Set exercise: List every line in the items below that contains the word "palm", matching case exactly.

Image object location entries:
------------------------------------

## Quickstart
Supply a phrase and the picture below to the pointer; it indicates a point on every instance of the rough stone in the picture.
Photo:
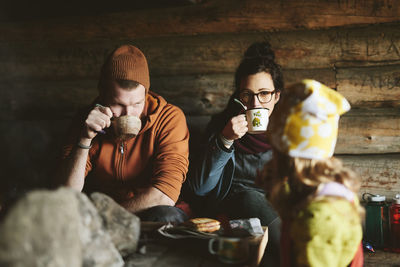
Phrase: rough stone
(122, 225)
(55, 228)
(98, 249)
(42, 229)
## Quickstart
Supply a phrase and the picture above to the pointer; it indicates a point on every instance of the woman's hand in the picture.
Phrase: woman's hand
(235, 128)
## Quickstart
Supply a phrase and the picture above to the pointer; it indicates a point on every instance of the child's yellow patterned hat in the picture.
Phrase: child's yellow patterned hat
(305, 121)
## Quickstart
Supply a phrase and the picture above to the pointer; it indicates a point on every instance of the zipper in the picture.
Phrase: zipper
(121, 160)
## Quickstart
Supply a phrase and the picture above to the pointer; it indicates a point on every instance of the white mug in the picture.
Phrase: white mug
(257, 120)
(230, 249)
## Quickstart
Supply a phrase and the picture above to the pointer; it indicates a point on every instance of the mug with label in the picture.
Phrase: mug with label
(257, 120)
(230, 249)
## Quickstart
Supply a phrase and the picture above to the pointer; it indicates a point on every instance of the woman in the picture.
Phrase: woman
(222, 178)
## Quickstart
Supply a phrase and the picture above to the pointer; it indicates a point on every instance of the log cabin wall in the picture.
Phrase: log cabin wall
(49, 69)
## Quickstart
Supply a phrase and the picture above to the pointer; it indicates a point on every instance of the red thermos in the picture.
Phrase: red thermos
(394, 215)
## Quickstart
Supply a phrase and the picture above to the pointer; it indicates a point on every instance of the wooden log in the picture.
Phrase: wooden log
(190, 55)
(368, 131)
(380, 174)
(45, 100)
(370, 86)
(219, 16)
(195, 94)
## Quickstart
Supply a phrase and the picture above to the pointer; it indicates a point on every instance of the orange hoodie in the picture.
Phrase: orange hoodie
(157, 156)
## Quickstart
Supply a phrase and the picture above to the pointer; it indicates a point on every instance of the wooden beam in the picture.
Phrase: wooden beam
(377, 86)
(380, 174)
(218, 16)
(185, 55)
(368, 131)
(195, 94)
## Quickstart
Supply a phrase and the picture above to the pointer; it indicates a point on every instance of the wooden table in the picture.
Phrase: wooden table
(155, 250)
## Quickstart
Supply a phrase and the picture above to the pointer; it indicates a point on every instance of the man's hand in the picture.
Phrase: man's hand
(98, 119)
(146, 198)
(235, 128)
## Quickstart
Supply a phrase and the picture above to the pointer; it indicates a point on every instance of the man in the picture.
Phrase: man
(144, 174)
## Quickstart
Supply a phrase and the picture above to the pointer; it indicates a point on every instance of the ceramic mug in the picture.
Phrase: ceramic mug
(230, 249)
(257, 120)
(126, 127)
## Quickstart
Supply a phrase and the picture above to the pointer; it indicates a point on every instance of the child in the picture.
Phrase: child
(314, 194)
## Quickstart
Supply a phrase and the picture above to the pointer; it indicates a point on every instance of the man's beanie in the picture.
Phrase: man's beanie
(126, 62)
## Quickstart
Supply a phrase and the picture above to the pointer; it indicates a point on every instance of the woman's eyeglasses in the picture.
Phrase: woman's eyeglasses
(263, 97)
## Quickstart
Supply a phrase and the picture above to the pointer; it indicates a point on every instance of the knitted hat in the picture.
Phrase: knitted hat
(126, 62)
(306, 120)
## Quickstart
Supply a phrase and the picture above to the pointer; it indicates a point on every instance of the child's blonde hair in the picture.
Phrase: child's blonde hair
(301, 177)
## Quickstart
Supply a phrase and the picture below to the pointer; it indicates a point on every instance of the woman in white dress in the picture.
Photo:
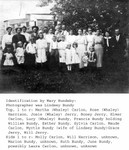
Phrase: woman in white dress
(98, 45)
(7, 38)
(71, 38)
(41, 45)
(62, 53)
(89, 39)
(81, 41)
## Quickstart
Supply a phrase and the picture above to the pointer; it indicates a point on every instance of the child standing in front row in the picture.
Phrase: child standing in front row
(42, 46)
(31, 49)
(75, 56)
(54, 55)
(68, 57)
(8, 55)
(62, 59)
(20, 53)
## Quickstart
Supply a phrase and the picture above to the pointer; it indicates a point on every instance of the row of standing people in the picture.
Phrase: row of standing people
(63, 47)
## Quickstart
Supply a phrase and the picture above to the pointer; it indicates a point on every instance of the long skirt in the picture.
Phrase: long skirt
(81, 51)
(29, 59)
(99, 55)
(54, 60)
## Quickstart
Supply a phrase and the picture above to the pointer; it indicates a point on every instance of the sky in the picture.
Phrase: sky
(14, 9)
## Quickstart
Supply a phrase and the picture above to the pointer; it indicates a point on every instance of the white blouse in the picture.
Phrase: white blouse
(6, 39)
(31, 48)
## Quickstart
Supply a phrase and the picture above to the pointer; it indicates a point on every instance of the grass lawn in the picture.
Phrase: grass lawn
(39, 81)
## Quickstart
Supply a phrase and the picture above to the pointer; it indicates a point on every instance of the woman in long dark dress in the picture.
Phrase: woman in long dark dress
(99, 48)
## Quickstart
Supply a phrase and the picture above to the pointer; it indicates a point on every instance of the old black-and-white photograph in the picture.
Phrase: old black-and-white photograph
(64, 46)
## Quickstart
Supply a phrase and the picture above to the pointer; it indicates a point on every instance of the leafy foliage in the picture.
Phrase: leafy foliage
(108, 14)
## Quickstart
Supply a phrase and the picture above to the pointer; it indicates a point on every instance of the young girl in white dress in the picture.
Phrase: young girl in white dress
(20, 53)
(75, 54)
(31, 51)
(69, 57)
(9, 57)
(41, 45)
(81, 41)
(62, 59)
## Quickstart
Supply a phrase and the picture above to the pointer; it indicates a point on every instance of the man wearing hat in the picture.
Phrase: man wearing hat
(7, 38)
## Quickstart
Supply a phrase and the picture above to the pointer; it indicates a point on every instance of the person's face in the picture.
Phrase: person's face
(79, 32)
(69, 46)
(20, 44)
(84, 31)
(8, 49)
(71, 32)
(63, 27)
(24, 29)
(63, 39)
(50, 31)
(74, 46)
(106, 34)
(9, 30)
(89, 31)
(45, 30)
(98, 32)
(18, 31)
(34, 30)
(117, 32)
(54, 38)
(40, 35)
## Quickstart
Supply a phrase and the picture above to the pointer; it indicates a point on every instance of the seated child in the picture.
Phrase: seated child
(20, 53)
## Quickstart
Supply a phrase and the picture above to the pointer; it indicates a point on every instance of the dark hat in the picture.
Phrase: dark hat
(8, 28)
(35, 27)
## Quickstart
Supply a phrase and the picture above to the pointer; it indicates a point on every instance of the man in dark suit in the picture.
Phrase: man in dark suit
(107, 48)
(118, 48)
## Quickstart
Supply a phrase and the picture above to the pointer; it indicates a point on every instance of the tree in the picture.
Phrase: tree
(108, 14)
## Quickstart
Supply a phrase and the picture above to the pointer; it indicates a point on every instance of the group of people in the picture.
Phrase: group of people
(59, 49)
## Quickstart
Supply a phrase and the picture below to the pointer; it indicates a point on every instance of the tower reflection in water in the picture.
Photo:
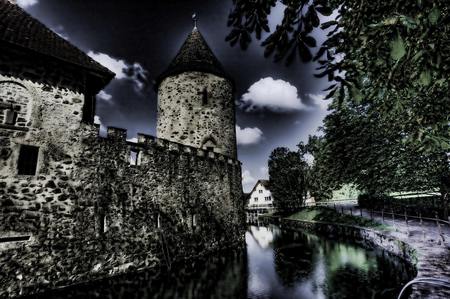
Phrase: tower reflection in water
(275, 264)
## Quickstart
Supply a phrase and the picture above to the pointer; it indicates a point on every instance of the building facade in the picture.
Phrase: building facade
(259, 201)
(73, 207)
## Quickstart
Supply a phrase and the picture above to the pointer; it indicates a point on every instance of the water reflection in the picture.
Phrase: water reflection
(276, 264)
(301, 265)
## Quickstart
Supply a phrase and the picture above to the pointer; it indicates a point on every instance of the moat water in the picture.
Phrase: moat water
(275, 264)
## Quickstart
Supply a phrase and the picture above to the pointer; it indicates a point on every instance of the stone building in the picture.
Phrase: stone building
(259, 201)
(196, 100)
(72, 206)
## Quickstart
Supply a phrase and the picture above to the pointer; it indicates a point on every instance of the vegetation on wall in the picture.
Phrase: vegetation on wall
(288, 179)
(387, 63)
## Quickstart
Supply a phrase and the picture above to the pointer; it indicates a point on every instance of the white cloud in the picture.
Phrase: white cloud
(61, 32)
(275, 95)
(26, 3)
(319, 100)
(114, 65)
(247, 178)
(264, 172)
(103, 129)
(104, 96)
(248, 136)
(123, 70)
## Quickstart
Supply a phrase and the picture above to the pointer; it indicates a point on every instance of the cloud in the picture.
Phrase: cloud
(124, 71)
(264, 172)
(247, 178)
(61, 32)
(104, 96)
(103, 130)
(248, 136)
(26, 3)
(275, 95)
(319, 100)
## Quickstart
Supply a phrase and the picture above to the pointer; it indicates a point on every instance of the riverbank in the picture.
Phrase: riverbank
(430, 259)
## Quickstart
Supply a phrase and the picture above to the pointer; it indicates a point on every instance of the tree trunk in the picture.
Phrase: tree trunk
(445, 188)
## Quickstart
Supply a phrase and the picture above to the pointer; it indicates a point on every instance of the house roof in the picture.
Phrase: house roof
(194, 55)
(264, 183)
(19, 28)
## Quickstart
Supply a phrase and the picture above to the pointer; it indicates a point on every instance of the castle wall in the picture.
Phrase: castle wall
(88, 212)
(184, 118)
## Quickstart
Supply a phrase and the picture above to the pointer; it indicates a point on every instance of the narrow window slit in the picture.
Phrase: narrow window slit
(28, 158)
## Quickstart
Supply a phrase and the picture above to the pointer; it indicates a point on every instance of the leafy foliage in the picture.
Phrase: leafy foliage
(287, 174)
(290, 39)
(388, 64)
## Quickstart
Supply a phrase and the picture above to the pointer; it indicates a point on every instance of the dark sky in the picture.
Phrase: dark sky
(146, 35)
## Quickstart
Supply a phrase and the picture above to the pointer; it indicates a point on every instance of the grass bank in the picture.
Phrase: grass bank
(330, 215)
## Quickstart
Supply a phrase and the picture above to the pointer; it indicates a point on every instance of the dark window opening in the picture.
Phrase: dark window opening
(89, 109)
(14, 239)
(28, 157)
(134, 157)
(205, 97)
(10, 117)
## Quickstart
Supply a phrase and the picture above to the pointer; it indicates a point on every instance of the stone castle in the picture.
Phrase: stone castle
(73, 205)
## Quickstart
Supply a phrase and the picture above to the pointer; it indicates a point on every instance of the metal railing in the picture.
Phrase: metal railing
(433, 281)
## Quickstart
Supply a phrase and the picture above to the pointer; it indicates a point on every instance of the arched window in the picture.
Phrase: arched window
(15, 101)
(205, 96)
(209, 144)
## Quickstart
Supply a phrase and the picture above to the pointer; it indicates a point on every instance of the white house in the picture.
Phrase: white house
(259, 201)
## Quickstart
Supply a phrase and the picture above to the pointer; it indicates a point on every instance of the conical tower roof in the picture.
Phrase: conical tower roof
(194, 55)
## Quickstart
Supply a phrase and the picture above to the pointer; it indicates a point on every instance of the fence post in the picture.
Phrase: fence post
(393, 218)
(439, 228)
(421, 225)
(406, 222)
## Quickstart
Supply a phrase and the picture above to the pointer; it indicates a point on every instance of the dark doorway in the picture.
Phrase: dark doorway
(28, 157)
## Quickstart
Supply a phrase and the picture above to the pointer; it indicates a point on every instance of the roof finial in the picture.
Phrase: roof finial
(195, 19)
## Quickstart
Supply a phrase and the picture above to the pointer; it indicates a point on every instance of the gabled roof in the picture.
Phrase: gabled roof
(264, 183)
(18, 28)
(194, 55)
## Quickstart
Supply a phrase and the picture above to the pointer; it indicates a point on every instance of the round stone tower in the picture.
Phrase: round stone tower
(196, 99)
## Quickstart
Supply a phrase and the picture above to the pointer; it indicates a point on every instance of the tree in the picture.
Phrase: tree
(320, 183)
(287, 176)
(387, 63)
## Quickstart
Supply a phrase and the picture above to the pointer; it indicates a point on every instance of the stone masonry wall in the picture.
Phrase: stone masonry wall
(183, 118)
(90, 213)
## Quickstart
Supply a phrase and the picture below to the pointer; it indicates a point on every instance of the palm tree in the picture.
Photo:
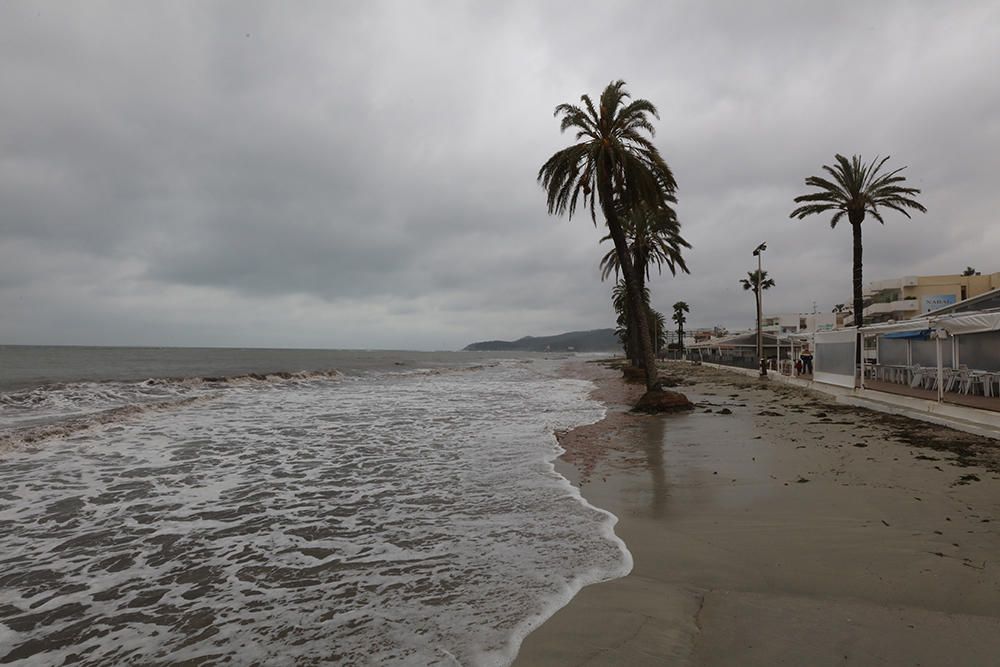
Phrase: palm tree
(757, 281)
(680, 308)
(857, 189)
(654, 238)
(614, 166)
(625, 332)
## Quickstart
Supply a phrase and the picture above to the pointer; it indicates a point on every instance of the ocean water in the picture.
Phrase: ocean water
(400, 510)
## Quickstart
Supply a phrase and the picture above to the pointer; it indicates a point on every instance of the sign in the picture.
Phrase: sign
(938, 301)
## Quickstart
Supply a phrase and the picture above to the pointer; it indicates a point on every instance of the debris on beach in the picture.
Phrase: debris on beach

------------------------------------

Written reply:
Supply a phrase and the picture below to the pointer; it indicates a point on every instance of the palm tree in the picture.
Phrase: palm tree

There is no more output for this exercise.